■ Task to carry out: Can you copy, word for word, the lines below, starting with the line that contains "Keypoint placement rule: for each instance of the crowd" and going on through the end of the lines, leaving out any pictures?

== == ==

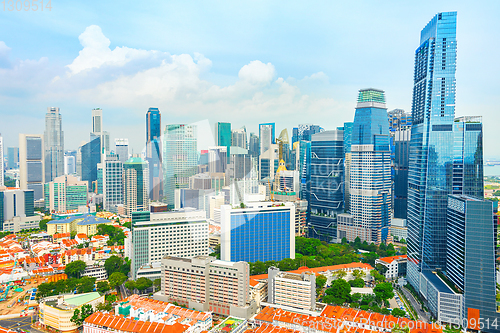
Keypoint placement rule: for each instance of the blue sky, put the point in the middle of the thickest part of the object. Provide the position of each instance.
(245, 62)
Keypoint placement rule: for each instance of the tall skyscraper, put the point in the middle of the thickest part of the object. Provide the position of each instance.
(135, 186)
(239, 137)
(326, 188)
(370, 172)
(154, 153)
(431, 145)
(54, 144)
(223, 136)
(121, 149)
(31, 164)
(400, 129)
(180, 158)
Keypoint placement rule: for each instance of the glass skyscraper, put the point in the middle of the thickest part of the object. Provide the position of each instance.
(431, 145)
(153, 153)
(54, 145)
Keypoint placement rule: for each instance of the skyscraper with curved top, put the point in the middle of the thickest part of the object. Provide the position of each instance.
(431, 145)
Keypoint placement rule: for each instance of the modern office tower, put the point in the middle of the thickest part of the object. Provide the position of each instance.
(347, 165)
(17, 210)
(296, 290)
(90, 156)
(180, 158)
(135, 186)
(254, 145)
(181, 233)
(31, 163)
(54, 144)
(13, 155)
(2, 164)
(400, 129)
(470, 260)
(261, 231)
(239, 138)
(223, 136)
(266, 136)
(326, 188)
(431, 145)
(217, 159)
(268, 162)
(370, 172)
(98, 130)
(112, 183)
(207, 284)
(154, 153)
(121, 149)
(468, 156)
(65, 193)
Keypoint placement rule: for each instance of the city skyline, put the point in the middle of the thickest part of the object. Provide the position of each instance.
(257, 84)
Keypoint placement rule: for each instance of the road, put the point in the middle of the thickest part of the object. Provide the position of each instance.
(21, 323)
(416, 305)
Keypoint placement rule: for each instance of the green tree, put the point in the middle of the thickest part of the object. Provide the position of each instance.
(384, 291)
(116, 279)
(75, 268)
(338, 293)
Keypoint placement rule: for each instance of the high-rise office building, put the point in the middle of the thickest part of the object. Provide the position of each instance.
(400, 129)
(217, 159)
(370, 172)
(326, 174)
(135, 186)
(431, 145)
(180, 158)
(54, 144)
(154, 153)
(121, 149)
(13, 155)
(468, 156)
(261, 231)
(65, 193)
(31, 163)
(470, 260)
(266, 136)
(223, 136)
(180, 233)
(239, 137)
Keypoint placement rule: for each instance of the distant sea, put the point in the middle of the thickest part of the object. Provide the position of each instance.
(492, 170)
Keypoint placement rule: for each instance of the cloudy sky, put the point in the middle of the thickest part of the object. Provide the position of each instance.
(245, 62)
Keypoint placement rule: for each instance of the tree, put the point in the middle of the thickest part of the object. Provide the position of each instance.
(80, 315)
(338, 293)
(320, 282)
(116, 279)
(143, 283)
(398, 313)
(384, 291)
(75, 268)
(103, 286)
(357, 283)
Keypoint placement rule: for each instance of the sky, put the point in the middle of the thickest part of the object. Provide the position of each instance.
(244, 62)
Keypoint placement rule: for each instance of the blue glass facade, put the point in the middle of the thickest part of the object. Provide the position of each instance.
(326, 189)
(260, 236)
(431, 145)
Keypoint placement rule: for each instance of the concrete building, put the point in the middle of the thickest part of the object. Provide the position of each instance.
(56, 311)
(261, 231)
(181, 233)
(292, 290)
(17, 210)
(65, 193)
(32, 163)
(207, 284)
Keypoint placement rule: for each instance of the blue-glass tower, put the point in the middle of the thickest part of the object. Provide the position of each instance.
(154, 153)
(431, 145)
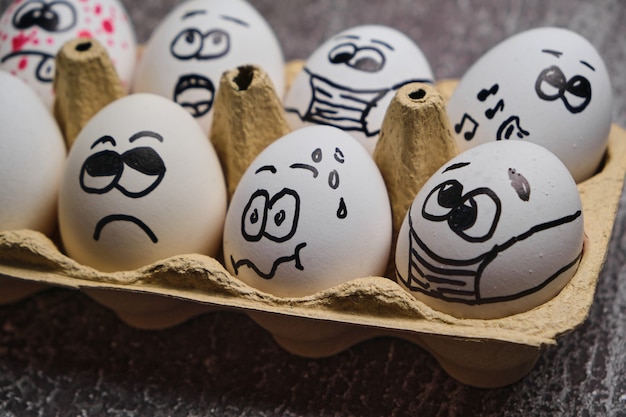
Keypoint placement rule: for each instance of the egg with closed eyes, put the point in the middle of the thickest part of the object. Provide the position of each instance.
(142, 183)
(349, 80)
(310, 212)
(33, 31)
(547, 85)
(496, 231)
(196, 43)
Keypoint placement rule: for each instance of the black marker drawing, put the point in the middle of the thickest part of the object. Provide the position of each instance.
(470, 130)
(103, 171)
(520, 184)
(276, 217)
(458, 280)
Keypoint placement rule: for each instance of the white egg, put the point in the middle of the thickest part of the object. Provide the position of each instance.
(548, 86)
(196, 43)
(142, 183)
(496, 231)
(349, 81)
(310, 213)
(33, 31)
(32, 157)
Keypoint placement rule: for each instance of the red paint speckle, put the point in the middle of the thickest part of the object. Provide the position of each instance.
(107, 25)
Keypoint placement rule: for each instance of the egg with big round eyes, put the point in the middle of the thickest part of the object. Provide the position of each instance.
(496, 231)
(32, 157)
(310, 212)
(349, 80)
(546, 85)
(33, 31)
(196, 43)
(142, 183)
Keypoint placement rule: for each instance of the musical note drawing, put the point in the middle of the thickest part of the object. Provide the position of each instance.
(469, 134)
(484, 93)
(490, 113)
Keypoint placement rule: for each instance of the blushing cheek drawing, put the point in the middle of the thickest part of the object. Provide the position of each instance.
(107, 170)
(273, 218)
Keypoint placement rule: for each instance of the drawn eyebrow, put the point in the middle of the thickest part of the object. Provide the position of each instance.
(305, 166)
(145, 133)
(235, 20)
(552, 52)
(588, 65)
(456, 166)
(193, 13)
(383, 44)
(104, 139)
(270, 168)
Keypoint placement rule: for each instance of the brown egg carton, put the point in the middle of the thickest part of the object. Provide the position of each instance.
(483, 353)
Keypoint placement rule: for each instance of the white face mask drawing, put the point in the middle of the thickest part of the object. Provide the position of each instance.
(349, 80)
(481, 236)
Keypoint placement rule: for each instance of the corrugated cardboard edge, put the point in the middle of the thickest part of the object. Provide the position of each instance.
(175, 289)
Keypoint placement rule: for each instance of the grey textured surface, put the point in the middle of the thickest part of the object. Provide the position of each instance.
(62, 354)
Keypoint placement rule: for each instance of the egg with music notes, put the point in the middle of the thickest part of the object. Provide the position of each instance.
(496, 231)
(142, 183)
(548, 86)
(196, 43)
(32, 157)
(311, 212)
(33, 31)
(349, 81)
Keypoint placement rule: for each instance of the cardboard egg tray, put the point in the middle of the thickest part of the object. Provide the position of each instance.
(483, 353)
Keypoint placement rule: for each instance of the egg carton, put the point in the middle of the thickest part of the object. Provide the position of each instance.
(477, 352)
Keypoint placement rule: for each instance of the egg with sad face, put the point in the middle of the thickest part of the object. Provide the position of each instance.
(142, 183)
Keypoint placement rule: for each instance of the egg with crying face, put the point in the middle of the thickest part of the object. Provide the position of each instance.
(310, 213)
(142, 183)
(496, 231)
(548, 86)
(349, 81)
(32, 157)
(33, 31)
(196, 43)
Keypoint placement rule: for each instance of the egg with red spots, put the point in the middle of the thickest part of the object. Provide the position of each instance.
(33, 31)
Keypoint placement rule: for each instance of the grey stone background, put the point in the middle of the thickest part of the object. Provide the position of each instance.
(62, 354)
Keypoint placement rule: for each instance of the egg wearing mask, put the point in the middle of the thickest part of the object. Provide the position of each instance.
(33, 31)
(310, 212)
(196, 43)
(547, 85)
(496, 231)
(350, 79)
(142, 183)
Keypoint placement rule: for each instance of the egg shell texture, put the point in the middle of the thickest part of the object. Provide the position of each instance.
(546, 85)
(142, 183)
(32, 157)
(310, 212)
(349, 80)
(33, 31)
(496, 231)
(196, 43)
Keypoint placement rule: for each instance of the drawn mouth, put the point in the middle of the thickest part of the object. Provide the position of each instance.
(126, 218)
(195, 93)
(269, 275)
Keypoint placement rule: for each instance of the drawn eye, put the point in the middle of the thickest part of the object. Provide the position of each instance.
(187, 44)
(283, 213)
(255, 216)
(57, 16)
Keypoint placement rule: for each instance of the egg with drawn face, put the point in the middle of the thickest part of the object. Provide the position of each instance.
(496, 231)
(310, 213)
(142, 183)
(349, 81)
(33, 31)
(196, 43)
(548, 86)
(32, 157)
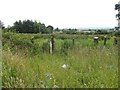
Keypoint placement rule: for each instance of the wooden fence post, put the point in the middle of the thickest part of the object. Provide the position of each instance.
(52, 44)
(115, 40)
(105, 39)
(96, 40)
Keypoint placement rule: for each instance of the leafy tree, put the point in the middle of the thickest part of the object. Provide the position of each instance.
(1, 24)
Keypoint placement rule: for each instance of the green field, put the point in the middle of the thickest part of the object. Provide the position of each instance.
(27, 64)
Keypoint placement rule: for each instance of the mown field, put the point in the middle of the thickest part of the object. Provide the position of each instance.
(27, 63)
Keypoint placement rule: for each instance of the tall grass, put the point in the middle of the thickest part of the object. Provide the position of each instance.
(88, 67)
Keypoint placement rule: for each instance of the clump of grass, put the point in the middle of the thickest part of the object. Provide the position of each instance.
(89, 67)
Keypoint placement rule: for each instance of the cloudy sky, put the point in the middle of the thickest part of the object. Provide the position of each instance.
(61, 13)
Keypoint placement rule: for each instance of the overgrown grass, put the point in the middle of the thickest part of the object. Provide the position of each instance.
(28, 64)
(88, 67)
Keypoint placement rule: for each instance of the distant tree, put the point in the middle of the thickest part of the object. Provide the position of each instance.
(49, 29)
(28, 26)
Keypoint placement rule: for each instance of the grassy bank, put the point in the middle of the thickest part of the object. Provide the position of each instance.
(88, 67)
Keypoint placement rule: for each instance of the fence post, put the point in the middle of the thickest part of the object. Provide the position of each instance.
(96, 40)
(115, 40)
(52, 44)
(73, 41)
(105, 39)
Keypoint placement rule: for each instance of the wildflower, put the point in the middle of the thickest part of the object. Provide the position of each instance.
(65, 66)
(55, 86)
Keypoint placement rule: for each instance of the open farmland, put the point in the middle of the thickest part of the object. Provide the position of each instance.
(27, 62)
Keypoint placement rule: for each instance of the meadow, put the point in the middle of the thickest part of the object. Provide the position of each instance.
(27, 63)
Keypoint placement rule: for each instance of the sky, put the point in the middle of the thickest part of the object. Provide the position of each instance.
(61, 13)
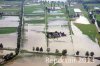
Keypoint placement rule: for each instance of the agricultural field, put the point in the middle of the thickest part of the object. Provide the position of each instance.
(32, 31)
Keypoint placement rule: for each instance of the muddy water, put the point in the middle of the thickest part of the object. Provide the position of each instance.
(9, 21)
(9, 40)
(35, 37)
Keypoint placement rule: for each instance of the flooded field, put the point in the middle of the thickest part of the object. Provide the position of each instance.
(35, 36)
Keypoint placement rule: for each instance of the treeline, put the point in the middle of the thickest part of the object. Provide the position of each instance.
(12, 0)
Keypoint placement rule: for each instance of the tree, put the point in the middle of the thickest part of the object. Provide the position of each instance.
(41, 49)
(57, 51)
(33, 48)
(37, 48)
(64, 52)
(77, 53)
(87, 54)
(48, 49)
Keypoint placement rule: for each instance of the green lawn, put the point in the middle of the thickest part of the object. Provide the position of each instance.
(7, 30)
(30, 9)
(98, 17)
(35, 21)
(89, 30)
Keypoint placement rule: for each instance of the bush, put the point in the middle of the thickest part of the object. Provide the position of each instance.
(57, 51)
(37, 48)
(41, 49)
(64, 52)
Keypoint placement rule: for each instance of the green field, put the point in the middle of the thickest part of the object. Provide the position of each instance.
(7, 30)
(89, 30)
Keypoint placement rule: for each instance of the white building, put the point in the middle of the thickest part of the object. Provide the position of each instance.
(77, 11)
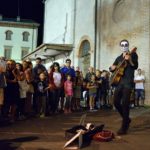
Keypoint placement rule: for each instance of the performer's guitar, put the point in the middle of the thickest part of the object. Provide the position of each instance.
(119, 71)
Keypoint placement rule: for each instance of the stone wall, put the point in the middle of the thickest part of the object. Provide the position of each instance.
(125, 19)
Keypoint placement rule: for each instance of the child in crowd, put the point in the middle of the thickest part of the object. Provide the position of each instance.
(68, 88)
(92, 86)
(42, 86)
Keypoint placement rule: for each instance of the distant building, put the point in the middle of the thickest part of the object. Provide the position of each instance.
(92, 30)
(18, 37)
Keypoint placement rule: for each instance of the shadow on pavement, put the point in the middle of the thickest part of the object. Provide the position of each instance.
(9, 144)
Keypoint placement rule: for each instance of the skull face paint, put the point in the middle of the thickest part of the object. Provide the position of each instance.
(124, 46)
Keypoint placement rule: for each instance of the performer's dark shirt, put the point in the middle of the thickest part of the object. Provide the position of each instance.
(128, 77)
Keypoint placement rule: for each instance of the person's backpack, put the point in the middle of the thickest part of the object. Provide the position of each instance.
(104, 136)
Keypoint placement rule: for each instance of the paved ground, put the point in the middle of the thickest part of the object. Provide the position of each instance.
(48, 133)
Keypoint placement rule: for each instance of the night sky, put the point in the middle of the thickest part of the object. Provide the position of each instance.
(28, 9)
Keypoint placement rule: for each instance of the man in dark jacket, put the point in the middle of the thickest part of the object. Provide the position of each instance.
(126, 83)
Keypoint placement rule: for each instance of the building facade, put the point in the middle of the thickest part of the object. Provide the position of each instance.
(94, 28)
(18, 37)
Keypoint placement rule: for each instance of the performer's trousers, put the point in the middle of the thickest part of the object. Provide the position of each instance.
(122, 103)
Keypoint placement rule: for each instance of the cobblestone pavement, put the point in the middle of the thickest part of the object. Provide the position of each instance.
(48, 133)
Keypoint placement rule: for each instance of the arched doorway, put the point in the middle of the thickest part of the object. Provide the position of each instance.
(84, 56)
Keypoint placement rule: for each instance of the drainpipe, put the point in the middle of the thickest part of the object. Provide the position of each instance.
(74, 25)
(95, 38)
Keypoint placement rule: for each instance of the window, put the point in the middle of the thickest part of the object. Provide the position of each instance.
(8, 35)
(25, 36)
(85, 48)
(7, 52)
(24, 51)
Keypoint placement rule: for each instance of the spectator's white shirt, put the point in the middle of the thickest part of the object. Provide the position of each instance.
(139, 85)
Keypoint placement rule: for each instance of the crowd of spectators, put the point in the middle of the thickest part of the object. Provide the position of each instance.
(27, 91)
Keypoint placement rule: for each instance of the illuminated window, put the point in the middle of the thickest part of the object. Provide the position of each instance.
(24, 51)
(8, 35)
(85, 48)
(7, 52)
(25, 36)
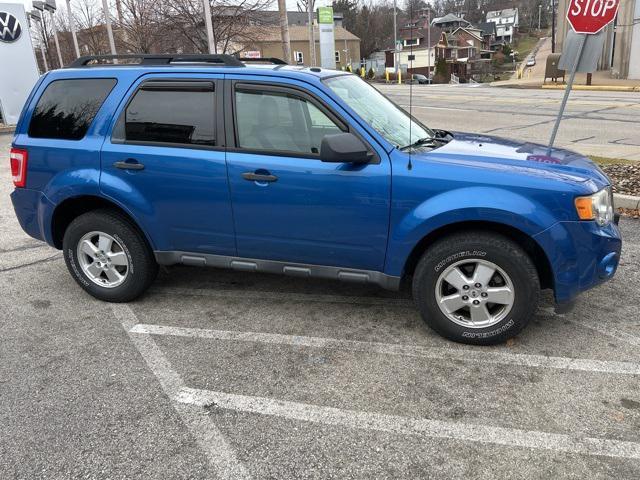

== == ==

■ Task output:
Keypoint placement rule: for each instance of the crowd of spectators, put the point in the middle of the thickest part of the object. Provide the position of each instance.
(27, 91)
Keypoint placement rule: for each instance of the illuminated window, put the point in the middle of the thickest part of the object. Provide the position of each instance.
(24, 51)
(8, 35)
(85, 48)
(7, 52)
(25, 36)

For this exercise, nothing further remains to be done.